Provided records START

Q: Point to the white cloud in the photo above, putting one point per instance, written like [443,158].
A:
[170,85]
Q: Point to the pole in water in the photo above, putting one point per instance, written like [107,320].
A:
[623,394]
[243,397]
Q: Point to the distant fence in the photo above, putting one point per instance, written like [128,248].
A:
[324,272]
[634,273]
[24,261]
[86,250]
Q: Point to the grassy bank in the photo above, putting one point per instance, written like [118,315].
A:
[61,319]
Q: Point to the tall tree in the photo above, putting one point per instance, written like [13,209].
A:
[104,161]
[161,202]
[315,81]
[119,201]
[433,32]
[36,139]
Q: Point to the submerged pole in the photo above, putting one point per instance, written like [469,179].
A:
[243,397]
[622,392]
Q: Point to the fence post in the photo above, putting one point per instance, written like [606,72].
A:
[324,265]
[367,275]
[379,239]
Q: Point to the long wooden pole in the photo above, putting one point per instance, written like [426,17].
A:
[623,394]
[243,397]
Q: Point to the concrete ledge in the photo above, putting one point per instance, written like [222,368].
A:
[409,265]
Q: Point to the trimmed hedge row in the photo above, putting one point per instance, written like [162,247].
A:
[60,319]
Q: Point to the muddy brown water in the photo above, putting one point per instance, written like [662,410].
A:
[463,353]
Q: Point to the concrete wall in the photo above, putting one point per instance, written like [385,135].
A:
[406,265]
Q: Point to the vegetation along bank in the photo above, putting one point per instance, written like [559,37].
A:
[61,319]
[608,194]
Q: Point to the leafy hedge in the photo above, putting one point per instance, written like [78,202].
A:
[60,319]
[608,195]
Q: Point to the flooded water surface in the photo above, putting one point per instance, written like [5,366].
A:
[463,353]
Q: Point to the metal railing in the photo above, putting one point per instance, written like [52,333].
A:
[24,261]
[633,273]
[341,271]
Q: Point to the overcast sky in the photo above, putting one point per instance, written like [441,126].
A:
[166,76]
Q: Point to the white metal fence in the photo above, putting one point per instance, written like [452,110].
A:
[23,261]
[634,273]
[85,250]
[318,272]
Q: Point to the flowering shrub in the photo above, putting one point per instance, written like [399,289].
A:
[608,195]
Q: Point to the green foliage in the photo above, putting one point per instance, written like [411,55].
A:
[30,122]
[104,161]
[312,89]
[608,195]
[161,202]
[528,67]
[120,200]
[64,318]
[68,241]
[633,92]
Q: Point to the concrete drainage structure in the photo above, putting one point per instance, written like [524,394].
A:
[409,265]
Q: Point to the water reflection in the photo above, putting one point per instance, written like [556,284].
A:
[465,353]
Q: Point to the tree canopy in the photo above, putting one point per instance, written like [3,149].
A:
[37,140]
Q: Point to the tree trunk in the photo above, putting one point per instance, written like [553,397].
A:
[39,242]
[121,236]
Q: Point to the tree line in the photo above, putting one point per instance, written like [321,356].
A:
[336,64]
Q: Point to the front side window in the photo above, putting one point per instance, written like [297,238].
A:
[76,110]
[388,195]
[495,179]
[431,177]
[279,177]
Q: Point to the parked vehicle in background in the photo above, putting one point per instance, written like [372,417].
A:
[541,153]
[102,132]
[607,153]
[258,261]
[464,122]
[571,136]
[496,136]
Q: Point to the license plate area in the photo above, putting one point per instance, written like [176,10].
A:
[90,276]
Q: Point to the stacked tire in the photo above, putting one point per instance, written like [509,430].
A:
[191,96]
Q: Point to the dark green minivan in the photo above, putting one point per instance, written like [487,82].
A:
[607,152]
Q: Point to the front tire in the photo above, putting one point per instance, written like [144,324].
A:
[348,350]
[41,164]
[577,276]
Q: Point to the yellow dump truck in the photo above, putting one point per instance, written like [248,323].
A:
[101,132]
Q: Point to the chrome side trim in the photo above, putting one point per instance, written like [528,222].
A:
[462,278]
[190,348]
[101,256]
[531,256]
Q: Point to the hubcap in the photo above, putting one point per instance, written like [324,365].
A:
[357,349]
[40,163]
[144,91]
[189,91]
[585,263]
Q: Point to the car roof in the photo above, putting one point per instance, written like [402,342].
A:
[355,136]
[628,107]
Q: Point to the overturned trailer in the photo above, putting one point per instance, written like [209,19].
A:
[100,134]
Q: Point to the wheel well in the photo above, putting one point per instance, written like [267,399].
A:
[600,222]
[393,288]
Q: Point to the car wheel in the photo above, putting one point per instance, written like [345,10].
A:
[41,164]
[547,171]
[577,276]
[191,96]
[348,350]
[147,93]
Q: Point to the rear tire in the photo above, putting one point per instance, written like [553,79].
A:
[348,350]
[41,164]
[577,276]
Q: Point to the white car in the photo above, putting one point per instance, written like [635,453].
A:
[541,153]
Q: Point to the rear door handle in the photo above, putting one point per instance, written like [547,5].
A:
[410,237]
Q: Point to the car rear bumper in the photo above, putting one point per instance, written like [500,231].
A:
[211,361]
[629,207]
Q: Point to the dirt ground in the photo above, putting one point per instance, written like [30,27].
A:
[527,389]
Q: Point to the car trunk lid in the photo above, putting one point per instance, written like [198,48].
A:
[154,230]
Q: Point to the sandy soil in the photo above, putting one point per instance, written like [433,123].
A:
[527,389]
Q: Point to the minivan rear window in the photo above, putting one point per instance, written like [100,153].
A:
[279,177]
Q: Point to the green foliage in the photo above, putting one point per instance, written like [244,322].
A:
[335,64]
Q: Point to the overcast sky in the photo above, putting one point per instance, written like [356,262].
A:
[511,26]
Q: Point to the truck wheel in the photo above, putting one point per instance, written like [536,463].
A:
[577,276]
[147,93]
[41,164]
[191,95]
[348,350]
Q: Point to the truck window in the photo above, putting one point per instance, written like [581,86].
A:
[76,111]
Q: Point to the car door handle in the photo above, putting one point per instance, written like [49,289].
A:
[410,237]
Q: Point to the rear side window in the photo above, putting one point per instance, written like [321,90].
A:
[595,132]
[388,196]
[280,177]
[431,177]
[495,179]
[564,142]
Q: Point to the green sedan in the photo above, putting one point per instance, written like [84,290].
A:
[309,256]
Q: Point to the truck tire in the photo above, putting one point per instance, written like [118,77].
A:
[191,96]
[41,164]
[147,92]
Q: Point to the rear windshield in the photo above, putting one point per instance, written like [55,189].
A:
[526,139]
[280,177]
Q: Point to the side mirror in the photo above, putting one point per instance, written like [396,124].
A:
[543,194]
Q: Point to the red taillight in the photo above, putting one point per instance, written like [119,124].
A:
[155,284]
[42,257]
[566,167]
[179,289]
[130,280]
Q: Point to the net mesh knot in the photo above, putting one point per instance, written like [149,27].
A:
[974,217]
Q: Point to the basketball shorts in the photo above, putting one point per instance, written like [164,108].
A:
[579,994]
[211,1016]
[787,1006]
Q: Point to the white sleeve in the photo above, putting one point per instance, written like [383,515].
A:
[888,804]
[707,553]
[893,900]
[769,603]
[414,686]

Provided records END

## Task item
Give back the whole of the data above, exactly as written.

## Finished task
Q: Point to the white cloud in the photo above, putting one point per instance, written like [443,158].
A:
[170,85]
Q: Point to the pole in water in the photo above, putting one point per instance, written like [107,320].
A:
[623,394]
[243,397]
Q: Point to the distant fence in the photo above, putting one point per instance, written like [128,248].
A:
[324,272]
[634,273]
[24,261]
[86,250]
Q: Point to the grassy bank in the photo above, putting one point per instance, written like [118,315].
A:
[61,319]
Q: Point to the tall tree in the photo above, putting one point per instance, written like [13,209].
A:
[104,161]
[161,202]
[315,81]
[119,201]
[433,32]
[36,139]
Q: Point to the submerged pole in the photo above, putting one point per instance, written like [469,179].
A:
[243,397]
[622,392]
Q: Point to the fence post in the photo above, putting one point per instance, written like [606,72].
A:
[324,265]
[367,275]
[379,239]
Q: Point to the long wooden pole in the photo above, putting one point per instance, written like [426,17].
A:
[623,394]
[243,397]
Q: Point to the concrete ledge in the photo above, putting one point per instance, written like [222,368].
A:
[409,265]
Q: Point to the trimmed hedge row in the photo above, putting one point per instance, written like [162,247].
A:
[60,319]
Q: Point to the muddy brown water in the photo above, putting one point per instance, written like [662,410].
A:
[463,353]
Q: Point to the concrete wall in the photo above, putting one point per instance, written like [385,135].
A:
[406,265]
Q: Point to the vegetation along bank in the photo above, putting one point per instance, written like [559,37].
A:
[61,319]
[608,194]
Q: Point to the leafy hedge in the photo above, putting one point per instance, written like [78,202].
A:
[60,319]
[608,195]
Q: Point to the flooded water surface in the photo above, putting one point per instance, written like [5,366].
A:
[463,353]
Q: Point to the metal railing in the photo above, putting one point per instance, written like [52,333].
A:
[24,261]
[633,273]
[341,271]
Q: Point to the overcast sky in the photo above, putting one point per instance, written like [441,126].
A:
[166,76]
Q: Point to the white metal fence in the photo above, putting one point per instance, written like [452,110].
A:
[23,261]
[634,273]
[85,250]
[318,272]
Q: Point to the flowering shrub in the photo above, putting one point per instance, written like [399,289].
A:
[608,195]
Q: Point to the green foliage in the photo above, putting one point per instance, written like [411,55].
A:
[30,122]
[104,161]
[312,89]
[608,195]
[161,202]
[528,67]
[120,200]
[64,318]
[68,241]
[633,92]
Q: Point to the concrete drainage structure in the photo above, putting one point per instance, written like [524,394].
A:
[409,265]
Q: Point to the water reflection in the photo above, putting one point per instance, written like [556,284].
A:
[465,353]
Q: Point to the tree canopy in the photo above, putting one point per instance, written like [3,149].
A:
[37,140]
Q: Point to the tree trunk in the photo above, putting one point per instance, written like [553,397].
A:
[39,242]
[121,236]
Q: Point to the tree line in the photo above, putting one point per instance, written like [321,356].
A:
[336,64]
Q: Point to the front side window in the photo above, putting one point per instance, written like [297,238].
A:
[76,110]
[388,195]
[495,179]
[431,177]
[279,177]
Q: Point to the parked vehicle in background in the photo above, putting one point per instance, written like [372,417].
A:
[541,153]
[102,132]
[607,153]
[258,261]
[464,122]
[571,136]
[496,136]
Q: Point to the license plate area in the photo above, putting one point per instance, written like [176,10].
A:
[90,276]
Q: Point to the stacked tire in the photo above, putting one point per instance, written like [509,430].
A:
[191,96]
Q: Point to the dark green minivan in the photo above, putting one point per instance, written like [487,82].
A:
[607,152]
Q: Point to the front tire in the photo above, putting one point per instance, written like [144,324].
A:
[348,350]
[41,164]
[577,276]
Q: Point to the yellow dump truck in the photo above, putting one point per instance, written like [248,323].
A:
[101,132]
Q: Point to the chrome side trim in the photo above, putting one point per instance, written like [528,222].
A:
[462,278]
[190,348]
[101,256]
[531,256]
Q: Point to the hubcap in the photo above, putting one point per instance, written like [324,365].
A:
[357,349]
[40,163]
[144,91]
[189,91]
[585,263]
Q: Point to the car roof in the photo above, putting one point per instance, written like [402,342].
A:
[355,136]
[628,107]
Q: Point to the overturned trailer in the photo above, putting one point per instance, written like [209,19].
A:
[100,134]
Q: Point to the wheel well in the photo above, putting one point per instance, written like [267,399].
A:
[600,222]
[393,288]
Q: Point to the car wheel in the photo above, putting one point per instance, written like [345,10].
A:
[41,164]
[547,171]
[577,276]
[191,96]
[348,350]
[147,93]
Q: Point to the rear tire in the photo above, putting one point per instance, written like [553,79].
A:
[348,350]
[41,164]
[577,276]
Q: Point to the white car in the photo above, putting one point per instance, written like [635,453].
A:
[541,153]
Q: Point to the rear door handle in the photo above, putting one point per instance, written like [547,5].
A:
[410,237]
Q: Point to the car rear bumper in the photo above, putting one point per instance, written like [500,231].
A:
[211,361]
[629,207]
Q: Point to the dirt ground in the photo above, putting one point per instance, written like [30,27].
A:
[527,389]
Q: Point to the car trunk lid in the photo above, putting one point per instance, written like [198,48].
A:
[154,230]
Q: Point to the sandy soil in the photo above, putting one point per instance, written like [433,123].
A:
[527,389]
Q: Point to the minivan rear window in the photo above, putting one point per instance, written like [100,153].
A:
[279,177]
Q: Point to the green foliage in the photo above, putting one point per instance, written like [244,322].
A:
[335,64]
Q: Point to the overcast sky in the photo above, putting one point per instance, written like [356,262].
A:
[511,26]
Q: Point to the truck wheel in the photo above, putting one point per instance, written like [536,463].
A:
[577,276]
[147,93]
[41,164]
[191,95]
[348,350]
Q: Point to the truck window in the photo above, putting one point per instance, written like [581,86].
A:
[76,111]
Q: Point to the car door handle in the photo above, putting one point per instance, written like [49,289].
A:
[410,237]
Q: Point to the rear side window in the photo above, putting one point per instance, written like [321,90].
A:
[595,132]
[388,196]
[280,177]
[431,177]
[495,179]
[564,142]
Q: Point to the green sedan in the photo above, putting one point per instance, written like [84,290].
A:
[309,256]
Q: Point to the truck tire in the photo above, putting one point per instance, written like [118,77].
A:
[191,96]
[41,164]
[147,92]
Q: Point to the rear windshield in the photo above, putting one point per instance, written like [55,189].
A:
[526,139]
[280,177]
Q: Point to the side mirror in the photo above, putting one point per instance, written like [396,124].
A:
[543,194]
Q: Point to the red taillight in the photo above, putting one point per instance, written like [119,124].
A:
[155,284]
[42,257]
[566,167]
[179,289]
[130,280]
Q: Point to the net mesh knot in the photo above, putting one point per instance, written like [149,27].
A:
[974,217]
Q: Point to the basketball shorts in the photo above, putting one point per instance, written like [164,108].
A:
[579,994]
[211,1016]
[787,1006]
Q: Point to the white sleeve in the photo above, putting one point per instance, written like [383,515].
A:
[888,804]
[707,553]
[893,900]
[769,603]
[414,686]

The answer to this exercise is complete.